### WORK TO COMPLETE
Keep the pictures out and restate every record exactly.
+++++
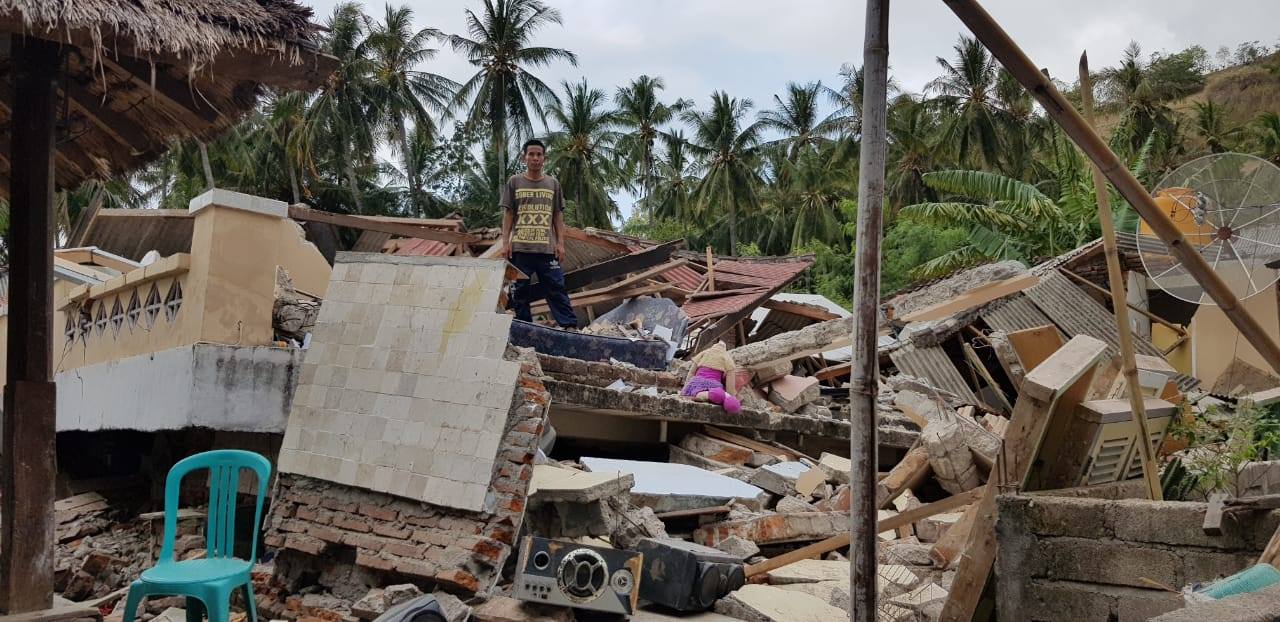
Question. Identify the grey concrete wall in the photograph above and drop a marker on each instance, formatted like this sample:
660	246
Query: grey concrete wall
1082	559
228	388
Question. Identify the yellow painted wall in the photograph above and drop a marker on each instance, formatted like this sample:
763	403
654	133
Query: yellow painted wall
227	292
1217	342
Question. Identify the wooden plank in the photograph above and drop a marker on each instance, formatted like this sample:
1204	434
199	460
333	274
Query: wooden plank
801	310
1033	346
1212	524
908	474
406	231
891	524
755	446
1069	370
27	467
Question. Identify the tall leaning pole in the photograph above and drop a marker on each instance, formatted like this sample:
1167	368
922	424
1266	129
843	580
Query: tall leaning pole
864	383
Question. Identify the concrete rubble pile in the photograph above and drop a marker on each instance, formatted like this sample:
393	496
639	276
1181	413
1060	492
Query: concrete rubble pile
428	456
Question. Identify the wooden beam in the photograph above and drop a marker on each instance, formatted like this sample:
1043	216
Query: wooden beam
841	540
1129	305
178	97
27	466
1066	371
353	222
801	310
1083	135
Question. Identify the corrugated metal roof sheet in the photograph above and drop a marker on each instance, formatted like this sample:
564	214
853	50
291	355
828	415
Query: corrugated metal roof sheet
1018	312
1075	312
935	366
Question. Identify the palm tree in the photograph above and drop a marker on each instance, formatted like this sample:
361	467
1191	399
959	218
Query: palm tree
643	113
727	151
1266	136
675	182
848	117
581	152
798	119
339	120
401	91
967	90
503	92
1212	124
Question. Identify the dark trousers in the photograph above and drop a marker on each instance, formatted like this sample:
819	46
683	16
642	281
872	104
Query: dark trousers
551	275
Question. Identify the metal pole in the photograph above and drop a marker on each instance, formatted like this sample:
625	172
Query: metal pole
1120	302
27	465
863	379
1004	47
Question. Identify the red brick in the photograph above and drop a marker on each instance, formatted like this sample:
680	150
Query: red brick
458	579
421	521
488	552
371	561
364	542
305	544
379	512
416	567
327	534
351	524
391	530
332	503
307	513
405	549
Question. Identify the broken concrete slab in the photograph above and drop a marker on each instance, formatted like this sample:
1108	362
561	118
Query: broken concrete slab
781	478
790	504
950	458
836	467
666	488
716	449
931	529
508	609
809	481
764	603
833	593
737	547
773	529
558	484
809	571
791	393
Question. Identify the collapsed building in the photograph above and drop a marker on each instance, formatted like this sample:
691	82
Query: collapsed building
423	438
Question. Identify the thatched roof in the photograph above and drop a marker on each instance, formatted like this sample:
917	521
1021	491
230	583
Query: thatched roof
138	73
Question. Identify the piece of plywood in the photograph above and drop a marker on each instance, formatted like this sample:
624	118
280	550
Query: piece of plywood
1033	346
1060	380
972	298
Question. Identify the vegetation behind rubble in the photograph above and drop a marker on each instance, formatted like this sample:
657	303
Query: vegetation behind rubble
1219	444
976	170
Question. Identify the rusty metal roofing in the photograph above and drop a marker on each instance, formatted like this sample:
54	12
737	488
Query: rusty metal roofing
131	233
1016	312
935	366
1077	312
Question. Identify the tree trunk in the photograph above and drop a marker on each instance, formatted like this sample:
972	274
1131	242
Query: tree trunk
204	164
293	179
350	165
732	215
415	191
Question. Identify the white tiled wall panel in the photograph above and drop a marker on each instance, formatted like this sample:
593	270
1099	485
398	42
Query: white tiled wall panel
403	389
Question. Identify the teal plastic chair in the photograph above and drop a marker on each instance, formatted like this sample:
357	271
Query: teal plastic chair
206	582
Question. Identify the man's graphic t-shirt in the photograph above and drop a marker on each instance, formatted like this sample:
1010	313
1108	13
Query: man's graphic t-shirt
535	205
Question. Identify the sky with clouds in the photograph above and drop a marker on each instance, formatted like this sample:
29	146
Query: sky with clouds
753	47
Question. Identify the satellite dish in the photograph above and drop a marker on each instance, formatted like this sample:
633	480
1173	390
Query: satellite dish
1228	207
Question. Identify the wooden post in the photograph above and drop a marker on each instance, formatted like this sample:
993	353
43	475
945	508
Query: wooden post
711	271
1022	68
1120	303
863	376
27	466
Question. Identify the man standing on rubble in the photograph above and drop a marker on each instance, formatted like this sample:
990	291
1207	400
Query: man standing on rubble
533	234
+++++
### ANSWER SECTION
Question. Identify the grey concrete wall in the photograph above and drop a marker on each instance, formatted like this sample:
660	246
Query: grey concrete wall
1082	559
228	388
Question. Identify the yellow painted wall in the photograph above and drop a marker on each instance, formatted like this sample:
763	403
654	133
Query: yellow painted wall
227	292
1217	342
Question. Identify the wooden plank in the photograph above and drop a marker on each instance, formatted like this sample:
1204	434
199	460
333	274
Query: wooden plank
801	310
1033	346
1212	524
908	474
406	231
891	524
755	446
1069	370
27	467
Question. Identify the tall leaning pole in the photograph above and drop a marker on each instance, formatted like this sample:
1167	368
922	424
1266	129
843	580
Query: tall leaning pole
864	383
Question. Identify the concrete rubble pile in the photograph above and drop a marker on each instance, formatted like this sample:
393	496
639	276
1181	413
1060	492
Query: concrete rubble pile
428	456
Question. Identify the wooden beam in the photograph above and drop a marker on each instance, formatted like this sample:
1043	216
Query: wooden beam
841	540
1129	305
178	97
27	466
1066	371
353	222
801	310
1083	135
Question. Identify the corrugated metal roof sheet in the photograph above and drop a marker on each instance, formatted like this sample:
564	214
853	50
291	355
828	415
Query: corrugated metal roof sheet
1018	312
1075	312
935	366
Question. Identify the palm tree in the photograph above and drop a marker on each instance, formatted like this sample:
361	467
1191	399
959	218
Query: palm tree
643	113
727	151
1266	136
675	182
848	117
581	152
798	119
339	120
401	91
967	90
503	92
1212	124
Question. Identify the dark trousers in the photograph above and drop a marker on each instance, formatted like this sample:
819	46
683	16
642	281
872	104
Query: dark trousers
551	275
Question. Identify the metal pole in the photograph above and drop a marker on each instance, formatted like this sample:
625	172
Query: metal pole
1120	302
27	465
863	379
1004	47
Question. Identify the red brick in the photograph above and drop a marker on each instance, formatted like this sample:
680	150
Query: red brick
458	579
421	521
488	552
371	561
364	542
305	544
379	512
416	567
327	534
351	524
391	530
332	503
307	513
405	549
Question. Identify the broken concrete slab in the photograph above and drop a marker on each instance, formatted like this sample:
1108	362
561	118
Query: broken concrete slab
781	478
790	504
950	458
836	467
666	488
716	449
931	529
508	609
809	481
764	603
833	593
737	547
773	529
558	484
809	571
791	393
Question. Identify the collapsed building in the photograph above and drop a marker on each instance, formatted like this sample:
691	82
Query: collapsed building
423	438
Question. Identify the thatched roof in the photograph above and drop a marker on each instance, formatted like this sample:
917	521
1021	491
230	583
Query: thatched roof
138	73
Question. Identify the piece of plywood in the photograph above and drop a marker on each instance, formatted like this sample:
624	118
280	550
Query: piece of plywood
1033	346
1060	380
972	298
Question. Identify the vegetation behind rubble in the photograph above and drop a marker on each instance, formatted like this sample:
657	303
Query: vegetation behind rubble
1219	444
976	170
Question. Identify the rusty metal roofing in the photograph above and drop a marker on each instance, formatted like this sample:
54	12
737	488
Query: rusty metal roofing
131	233
1016	312
935	366
1077	312
Question. Identify the tree trunk in the photograph above and drop a marker on each instance, formatted like this sample:
972	274
1131	242
Query: tree trunk
204	164
293	179
350	165
732	215
415	191
Question. Identify the white tiled wall panel in the photograph above and drop a marker on each instance, formatted like this sample:
593	270
1099	485
398	42
Query: white tiled wall panel
403	389
Question. Identify the teal plastic chair in the photograph above and drop a marker on each instance, formatted like this sample:
357	271
Query: teal plastic chair
206	582
Question. Identify the man's graphic t-shirt in the photograph above and drop a marker on each instance, formatted like this sample:
1010	313
1108	13
Query: man's graphic t-shirt
535	205
Question. Identify the sky with clouds in the photograph above and drop a marker on each instance, formatted like this sample:
29	146
Query: sky with clouds
753	47
Question. Identify the satellite dish in the photograph above and drop a marker on each instance, formatted like this sample:
633	480
1173	390
Query: satellite dish
1228	207
Question. Identify the wooden post in the photograph above and drop a marker on each instance, formatted like this sample:
993	353
43	475
945	508
Query: wooden post
711	271
1022	68
1120	303
863	376
27	466
Question. Identify the man standing on rubble in the photograph above and drop a marker on each instance, formatted like this sample:
990	291
1207	400
Query: man standing on rubble
533	234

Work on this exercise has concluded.